** start of Data supplied **

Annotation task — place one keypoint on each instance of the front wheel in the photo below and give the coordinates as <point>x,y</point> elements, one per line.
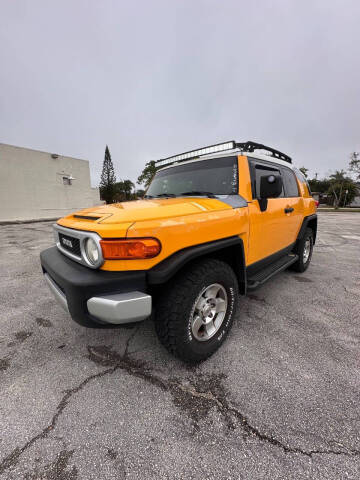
<point>195,313</point>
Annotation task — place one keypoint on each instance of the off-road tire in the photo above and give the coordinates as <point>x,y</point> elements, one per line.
<point>300,265</point>
<point>174,308</point>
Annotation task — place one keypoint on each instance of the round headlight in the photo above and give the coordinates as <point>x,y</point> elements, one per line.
<point>92,251</point>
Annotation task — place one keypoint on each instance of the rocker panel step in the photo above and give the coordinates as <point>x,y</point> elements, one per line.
<point>263,275</point>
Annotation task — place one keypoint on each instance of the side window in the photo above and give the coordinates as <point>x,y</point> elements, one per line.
<point>258,170</point>
<point>290,183</point>
<point>302,179</point>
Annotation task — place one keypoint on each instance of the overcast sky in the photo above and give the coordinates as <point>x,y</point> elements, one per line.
<point>155,78</point>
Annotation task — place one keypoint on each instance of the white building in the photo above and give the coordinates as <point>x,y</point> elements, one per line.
<point>38,185</point>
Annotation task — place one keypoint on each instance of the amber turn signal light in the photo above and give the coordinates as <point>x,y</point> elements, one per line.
<point>133,249</point>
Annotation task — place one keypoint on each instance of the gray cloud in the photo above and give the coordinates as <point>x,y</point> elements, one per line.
<point>154,78</point>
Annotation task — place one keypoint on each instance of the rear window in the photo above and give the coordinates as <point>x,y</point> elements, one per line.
<point>302,179</point>
<point>290,183</point>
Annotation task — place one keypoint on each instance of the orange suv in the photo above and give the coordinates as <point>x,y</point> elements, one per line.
<point>215,223</point>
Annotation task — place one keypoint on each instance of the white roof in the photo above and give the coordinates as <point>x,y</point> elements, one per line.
<point>230,153</point>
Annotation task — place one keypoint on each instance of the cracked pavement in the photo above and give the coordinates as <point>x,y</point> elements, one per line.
<point>279,400</point>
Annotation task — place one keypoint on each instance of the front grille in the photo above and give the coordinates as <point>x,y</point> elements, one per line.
<point>70,244</point>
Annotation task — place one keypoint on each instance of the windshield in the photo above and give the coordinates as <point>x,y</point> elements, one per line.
<point>218,176</point>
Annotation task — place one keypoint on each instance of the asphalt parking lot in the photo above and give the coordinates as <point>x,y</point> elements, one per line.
<point>279,400</point>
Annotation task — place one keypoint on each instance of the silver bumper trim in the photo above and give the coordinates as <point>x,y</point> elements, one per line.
<point>121,308</point>
<point>58,294</point>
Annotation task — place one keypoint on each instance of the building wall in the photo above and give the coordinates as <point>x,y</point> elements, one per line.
<point>32,187</point>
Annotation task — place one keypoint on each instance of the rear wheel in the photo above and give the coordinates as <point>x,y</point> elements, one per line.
<point>196,312</point>
<point>304,250</point>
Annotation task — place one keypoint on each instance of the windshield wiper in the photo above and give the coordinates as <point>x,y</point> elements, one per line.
<point>198,192</point>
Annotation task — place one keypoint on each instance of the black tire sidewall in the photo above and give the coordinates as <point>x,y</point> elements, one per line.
<point>308,235</point>
<point>193,348</point>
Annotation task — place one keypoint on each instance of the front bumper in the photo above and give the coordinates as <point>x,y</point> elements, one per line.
<point>95,297</point>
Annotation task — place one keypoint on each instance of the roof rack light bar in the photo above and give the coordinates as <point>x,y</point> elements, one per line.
<point>219,147</point>
<point>252,146</point>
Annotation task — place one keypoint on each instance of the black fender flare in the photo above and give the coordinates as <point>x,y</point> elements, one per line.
<point>233,247</point>
<point>310,221</point>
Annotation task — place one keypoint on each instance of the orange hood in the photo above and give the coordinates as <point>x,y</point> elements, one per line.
<point>124,214</point>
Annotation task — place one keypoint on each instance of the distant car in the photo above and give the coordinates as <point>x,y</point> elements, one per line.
<point>215,223</point>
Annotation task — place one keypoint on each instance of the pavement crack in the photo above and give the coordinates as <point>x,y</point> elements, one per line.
<point>197,402</point>
<point>191,397</point>
<point>13,458</point>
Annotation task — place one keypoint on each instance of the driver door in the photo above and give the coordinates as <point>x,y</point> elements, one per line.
<point>269,232</point>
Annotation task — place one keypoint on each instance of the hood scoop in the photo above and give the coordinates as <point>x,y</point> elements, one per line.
<point>86,217</point>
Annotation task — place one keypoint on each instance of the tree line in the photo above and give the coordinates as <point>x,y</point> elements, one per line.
<point>338,189</point>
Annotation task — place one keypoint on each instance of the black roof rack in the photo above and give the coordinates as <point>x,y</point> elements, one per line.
<point>218,148</point>
<point>251,146</point>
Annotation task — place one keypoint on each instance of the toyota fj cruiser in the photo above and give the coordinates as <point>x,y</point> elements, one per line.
<point>214,223</point>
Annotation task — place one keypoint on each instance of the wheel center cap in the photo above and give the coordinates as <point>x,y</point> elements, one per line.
<point>206,311</point>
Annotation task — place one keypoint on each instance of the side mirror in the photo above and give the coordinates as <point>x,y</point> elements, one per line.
<point>270,186</point>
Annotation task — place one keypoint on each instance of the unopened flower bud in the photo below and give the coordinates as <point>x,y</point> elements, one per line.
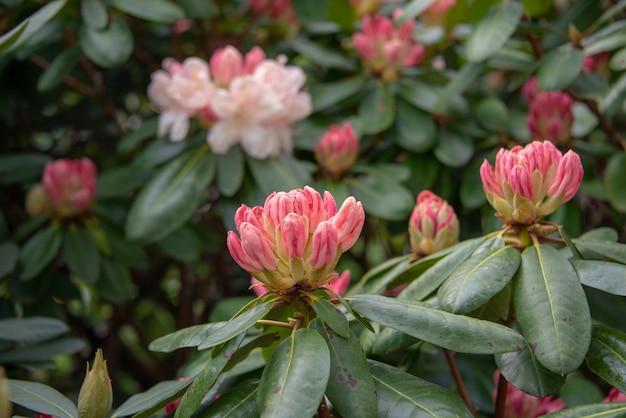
<point>433,225</point>
<point>337,150</point>
<point>96,395</point>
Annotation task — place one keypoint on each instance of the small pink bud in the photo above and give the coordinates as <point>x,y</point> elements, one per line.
<point>337,150</point>
<point>70,186</point>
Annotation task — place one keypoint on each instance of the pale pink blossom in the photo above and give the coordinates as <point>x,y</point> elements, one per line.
<point>337,150</point>
<point>433,225</point>
<point>70,186</point>
<point>530,182</point>
<point>551,117</point>
<point>295,239</point>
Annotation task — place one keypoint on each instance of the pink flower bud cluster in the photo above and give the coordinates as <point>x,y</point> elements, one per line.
<point>530,182</point>
<point>433,225</point>
<point>295,239</point>
<point>385,49</point>
<point>249,100</point>
<point>337,150</point>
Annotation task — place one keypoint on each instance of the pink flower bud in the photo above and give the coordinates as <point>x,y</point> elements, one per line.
<point>433,225</point>
<point>70,186</point>
<point>337,150</point>
<point>531,182</point>
<point>551,117</point>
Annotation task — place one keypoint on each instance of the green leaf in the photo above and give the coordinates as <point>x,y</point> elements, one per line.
<point>478,279</point>
<point>332,317</point>
<point>295,376</point>
<point>41,398</point>
<point>160,11</point>
<point>607,356</point>
<point>236,326</point>
<point>240,401</point>
<point>159,394</point>
<point>203,382</point>
<point>403,395</point>
<point>350,386</point>
<point>61,66</point>
<point>560,68</point>
<point>94,13</point>
<point>615,181</point>
<point>17,36</point>
<point>325,95</point>
<point>32,329</point>
<point>424,321</point>
<point>171,197</point>
<point>81,254</point>
<point>523,371</point>
<point>552,309</point>
<point>110,47</point>
<point>493,31</point>
<point>606,276</point>
<point>39,251</point>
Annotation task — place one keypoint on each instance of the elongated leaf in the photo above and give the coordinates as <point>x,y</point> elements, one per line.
<point>607,356</point>
<point>332,317</point>
<point>171,197</point>
<point>610,277</point>
<point>523,371</point>
<point>236,326</point>
<point>39,251</point>
<point>350,386</point>
<point>478,279</point>
<point>41,398</point>
<point>295,376</point>
<point>552,309</point>
<point>403,395</point>
<point>493,31</point>
<point>423,321</point>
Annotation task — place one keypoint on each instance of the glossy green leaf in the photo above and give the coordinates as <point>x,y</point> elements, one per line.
<point>401,394</point>
<point>108,48</point>
<point>559,68</point>
<point>41,398</point>
<point>552,309</point>
<point>158,395</point>
<point>424,321</point>
<point>332,317</point>
<point>39,251</point>
<point>230,171</point>
<point>240,401</point>
<point>350,386</point>
<point>415,129</point>
<point>377,109</point>
<point>81,254</point>
<point>607,356</point>
<point>171,197</point>
<point>523,371</point>
<point>94,13</point>
<point>493,31</point>
<point>478,279</point>
<point>606,276</point>
<point>295,376</point>
<point>160,11</point>
<point>61,66</point>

** end of Data supplied **

• **Exercise**
Reproduce the records verbatim, from the line containing "the orange suv" through the line containing "<point>304,250</point>".

• **Written reply**
Annotation task — place one keypoint on each instance of the orange suv in the photo above and give the coordinates as <point>x,y</point> elements, one per line.
<point>215,223</point>
Annotation task — place one keypoint on each instance of the white roof in the photo above and give the coordinates as <point>x,y</point> elements, one per line.
<point>230,153</point>
Annotation task — place one keypoint on each instance of the cracked pavement in the photo above and give the coordinates as <point>x,y</point> elements, one per line.
<point>279,400</point>
Annotation task — place one keypoint on each instance of the front grille in the photo above and give the coordinates as <point>x,y</point> elements, one per line.
<point>70,244</point>
Annotation task — place one keypoint on each instance of the windshield in the photo above and give the coordinates as <point>x,y</point> elements, one per line.
<point>218,176</point>
Annotation task — place one keypoint on each instance of the asphalt parking lot in the photo above and give the coordinates as <point>x,y</point> elements, one per line.
<point>279,400</point>
Annotation task — place one keypoint on each instance of the silver bumper trim in the photo above and give the coordinates as <point>x,y</point> elements, one per line.
<point>121,308</point>
<point>58,294</point>
Annotation task — place one keypoint on each instance of the building wall in the photo above and give the coordinates as <point>x,y</point> elements, one per line.
<point>32,187</point>
Annotation task — place one keypoint on each instance of the rear wheel in the photo above and give the coordinates as <point>x,y</point> elements, one per line.
<point>196,312</point>
<point>304,250</point>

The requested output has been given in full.